_Document segment_:
○ ○ ○ ○ ○ ○ ○
Python Mode in Emacs - tomwans
http://www.emacswiki.org/emacs/PythonMode

======
cgrubb
If you highlight the following code with python.el:

    
    
      a = 1
      b = 2
    

a and b will be highlighted in orange. However, in this code they will not:

    
    
      a, b = 1, 2
    

I tried to modify python.el so that variables defined by parallel assignment
would get highlighted. I made the following imperfect change to python.el:

    
    
      <     ;; If parallel assignment is used, up to four variable names are highlighted.
      <     (,(rx line-start
      <           (zero-or-one (group (1+ (or word ?_))) (0+ space) "," (0+ space))
      <           (zero-or-one (group (1+ (or word ?_))) (0+ space) "," (0+ space))
      <           (zero-or-one (group (1+ (or word ?_))) (0+ space) "," (0+ space))
      <           (group (1+ (or word ?_))) (0+ space) "=")
      <      (1 font-lock-variable-name-face) (2 font-lock-variable-name-face)
○ ○ ○ ○ ○ ○ ○
_Given data_:
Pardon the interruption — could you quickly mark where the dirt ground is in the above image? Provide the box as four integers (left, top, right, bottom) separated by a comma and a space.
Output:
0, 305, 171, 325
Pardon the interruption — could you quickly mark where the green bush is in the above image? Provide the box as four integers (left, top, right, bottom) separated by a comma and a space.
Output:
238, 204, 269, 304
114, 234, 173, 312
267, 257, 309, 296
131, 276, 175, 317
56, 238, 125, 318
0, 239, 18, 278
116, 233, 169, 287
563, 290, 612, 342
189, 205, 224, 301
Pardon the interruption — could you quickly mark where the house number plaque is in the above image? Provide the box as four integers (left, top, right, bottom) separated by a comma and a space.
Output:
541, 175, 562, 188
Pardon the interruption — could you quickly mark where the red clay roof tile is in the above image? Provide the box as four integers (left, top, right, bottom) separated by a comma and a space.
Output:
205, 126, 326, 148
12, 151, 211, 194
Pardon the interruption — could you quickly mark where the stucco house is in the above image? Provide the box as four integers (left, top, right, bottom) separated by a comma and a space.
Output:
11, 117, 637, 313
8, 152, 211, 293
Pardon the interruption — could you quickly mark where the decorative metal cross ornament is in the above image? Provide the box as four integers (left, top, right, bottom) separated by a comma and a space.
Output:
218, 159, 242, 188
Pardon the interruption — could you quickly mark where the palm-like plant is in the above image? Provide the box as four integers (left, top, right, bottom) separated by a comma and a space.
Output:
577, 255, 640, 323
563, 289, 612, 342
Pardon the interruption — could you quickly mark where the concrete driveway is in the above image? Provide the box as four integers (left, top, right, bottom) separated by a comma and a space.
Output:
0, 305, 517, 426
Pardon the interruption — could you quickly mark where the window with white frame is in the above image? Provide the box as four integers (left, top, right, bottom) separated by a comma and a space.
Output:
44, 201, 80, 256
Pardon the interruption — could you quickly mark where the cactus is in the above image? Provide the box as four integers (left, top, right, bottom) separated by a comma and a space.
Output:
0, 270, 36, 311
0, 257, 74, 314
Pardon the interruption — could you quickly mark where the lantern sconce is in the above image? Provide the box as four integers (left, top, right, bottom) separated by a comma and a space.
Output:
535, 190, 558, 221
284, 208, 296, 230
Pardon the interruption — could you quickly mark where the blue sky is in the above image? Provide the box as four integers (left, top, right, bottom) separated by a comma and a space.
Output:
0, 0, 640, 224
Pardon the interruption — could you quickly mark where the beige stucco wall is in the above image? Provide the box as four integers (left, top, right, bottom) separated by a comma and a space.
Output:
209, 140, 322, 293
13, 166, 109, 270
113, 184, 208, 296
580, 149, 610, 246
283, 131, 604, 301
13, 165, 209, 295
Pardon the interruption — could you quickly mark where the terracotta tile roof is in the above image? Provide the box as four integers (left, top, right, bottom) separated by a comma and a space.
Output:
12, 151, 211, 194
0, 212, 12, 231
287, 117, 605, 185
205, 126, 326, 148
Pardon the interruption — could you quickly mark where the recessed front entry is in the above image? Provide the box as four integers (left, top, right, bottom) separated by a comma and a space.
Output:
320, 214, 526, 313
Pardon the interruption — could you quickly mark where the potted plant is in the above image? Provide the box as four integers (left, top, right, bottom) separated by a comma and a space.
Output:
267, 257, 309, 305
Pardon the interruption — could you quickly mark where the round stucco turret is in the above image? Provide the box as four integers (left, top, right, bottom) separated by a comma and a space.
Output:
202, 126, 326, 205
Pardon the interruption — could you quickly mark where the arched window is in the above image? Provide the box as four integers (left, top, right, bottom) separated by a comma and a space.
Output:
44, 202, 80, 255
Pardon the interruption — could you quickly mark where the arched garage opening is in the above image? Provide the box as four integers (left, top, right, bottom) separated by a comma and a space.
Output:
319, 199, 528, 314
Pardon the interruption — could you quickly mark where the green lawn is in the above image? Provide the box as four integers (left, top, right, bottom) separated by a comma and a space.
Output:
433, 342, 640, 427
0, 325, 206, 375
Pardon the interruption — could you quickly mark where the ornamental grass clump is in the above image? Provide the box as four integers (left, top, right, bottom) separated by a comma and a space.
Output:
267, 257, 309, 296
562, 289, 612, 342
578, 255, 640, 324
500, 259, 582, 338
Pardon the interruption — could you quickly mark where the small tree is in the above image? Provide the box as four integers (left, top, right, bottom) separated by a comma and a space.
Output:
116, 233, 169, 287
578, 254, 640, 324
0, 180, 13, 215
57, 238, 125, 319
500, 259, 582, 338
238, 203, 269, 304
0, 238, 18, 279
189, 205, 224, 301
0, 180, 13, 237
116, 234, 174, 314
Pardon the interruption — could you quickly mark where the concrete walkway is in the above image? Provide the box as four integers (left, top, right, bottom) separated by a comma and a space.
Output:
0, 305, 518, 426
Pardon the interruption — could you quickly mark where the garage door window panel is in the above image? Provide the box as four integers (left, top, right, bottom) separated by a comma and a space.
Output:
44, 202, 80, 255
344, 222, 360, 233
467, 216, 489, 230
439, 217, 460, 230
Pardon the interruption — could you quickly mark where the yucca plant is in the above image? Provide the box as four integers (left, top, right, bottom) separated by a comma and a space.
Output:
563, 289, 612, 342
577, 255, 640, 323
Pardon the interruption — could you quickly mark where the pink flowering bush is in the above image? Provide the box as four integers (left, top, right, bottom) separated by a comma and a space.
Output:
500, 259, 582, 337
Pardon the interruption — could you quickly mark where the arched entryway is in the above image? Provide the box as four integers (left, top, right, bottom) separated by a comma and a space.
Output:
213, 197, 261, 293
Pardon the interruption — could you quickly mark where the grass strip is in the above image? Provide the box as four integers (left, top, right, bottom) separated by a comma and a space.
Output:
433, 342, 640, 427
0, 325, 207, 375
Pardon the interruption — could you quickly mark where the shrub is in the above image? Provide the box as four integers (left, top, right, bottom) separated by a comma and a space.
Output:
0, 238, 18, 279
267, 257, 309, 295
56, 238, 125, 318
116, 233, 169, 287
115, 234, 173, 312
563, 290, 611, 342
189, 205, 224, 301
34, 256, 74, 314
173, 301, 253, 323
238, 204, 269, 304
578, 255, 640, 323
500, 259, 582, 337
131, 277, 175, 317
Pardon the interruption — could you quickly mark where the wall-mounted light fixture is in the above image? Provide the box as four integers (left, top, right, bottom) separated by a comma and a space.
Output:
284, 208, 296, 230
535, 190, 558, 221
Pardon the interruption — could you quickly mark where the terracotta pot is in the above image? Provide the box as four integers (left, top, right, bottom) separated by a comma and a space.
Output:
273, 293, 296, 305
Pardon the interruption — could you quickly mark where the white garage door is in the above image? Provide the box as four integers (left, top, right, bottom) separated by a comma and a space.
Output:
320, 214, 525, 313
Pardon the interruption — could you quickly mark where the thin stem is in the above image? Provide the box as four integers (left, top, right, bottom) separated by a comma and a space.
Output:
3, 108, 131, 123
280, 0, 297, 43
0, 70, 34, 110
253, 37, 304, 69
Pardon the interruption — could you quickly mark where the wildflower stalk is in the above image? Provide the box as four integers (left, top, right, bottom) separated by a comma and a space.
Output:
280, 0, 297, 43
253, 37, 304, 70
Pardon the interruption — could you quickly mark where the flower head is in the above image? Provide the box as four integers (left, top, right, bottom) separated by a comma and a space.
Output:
○ ○ ○ ○ ○ ○ ○
_Tasks to complete_:
**A.** Copy out word for word the part of the Emacs Python mode thread that opens with the words containing "I tried to modify" and closes with "font-lock-variable-name-face) (2 font-lock-variable-name-face)".
**B.** Rewrite the entries that open with the line containing "Pardon the interruption — could you quickly mark where the grass" and close with the line containing "273, 293, 296, 305", putting "clay pot" in place of "terracotta pot" and leaving everything else unchanged.

_Results by task_:
**A.**
I tried to modify python.el so that variables defined by parallel assignment
would get highlighted. I made the following imperfect change to python.el:

    
    
      <     ;; If parallel assignment is used, up to four variable names are highlighted.
      <     (,(rx line-start
      <           (zero-or-one (group (1+ (or word ?_))) (0+ space) "," (0+ space))
      <           (zero-or-one (group (1+ (or word ?_))) (0+ space) "," (0+ space))
      <           (zero-or-one (group (1+ (or word ?_))) (0+ space) "," (0+ space))
      <           (group (1+ (or word ?_))) (0+ space) "=")
      <      (1 font-lock-variable-name-face) (2 font-lock-variable-name-face)

**B.**
Pardon the interruption — could you quickly mark where the grass strip is in the above image? Provide the box as four integers (left, top, right, bottom) separated by a comma and a space.
Output:
433, 342, 640, 427
0, 325, 207, 375
Pardon the interruption — could you quickly mark where the shrub is in the above image? Provide the box as four integers (left, top, right, bottom) separated by a comma and a space.
Output:
0, 238, 18, 279
267, 257, 309, 295
56, 238, 125, 318
116, 233, 169, 287
115, 234, 173, 312
563, 290, 611, 342
189, 205, 224, 301
34, 256, 74, 314
173, 301, 253, 323
238, 204, 269, 304
578, 255, 640, 323
500, 259, 582, 337
131, 277, 175, 317
Pardon the interruption — could you quickly mark where the wall-mounted light fixture is in the above image? Provide the box as four integers (left, top, right, bottom) separated by a comma and a space.
Output:
284, 208, 296, 230
535, 190, 558, 221
Pardon the interruption — could you quickly mark where the clay pot is in the above image? Provide the box as four integers (left, top, right, bottom) separated by a comma and a space.
Output:
273, 293, 296, 305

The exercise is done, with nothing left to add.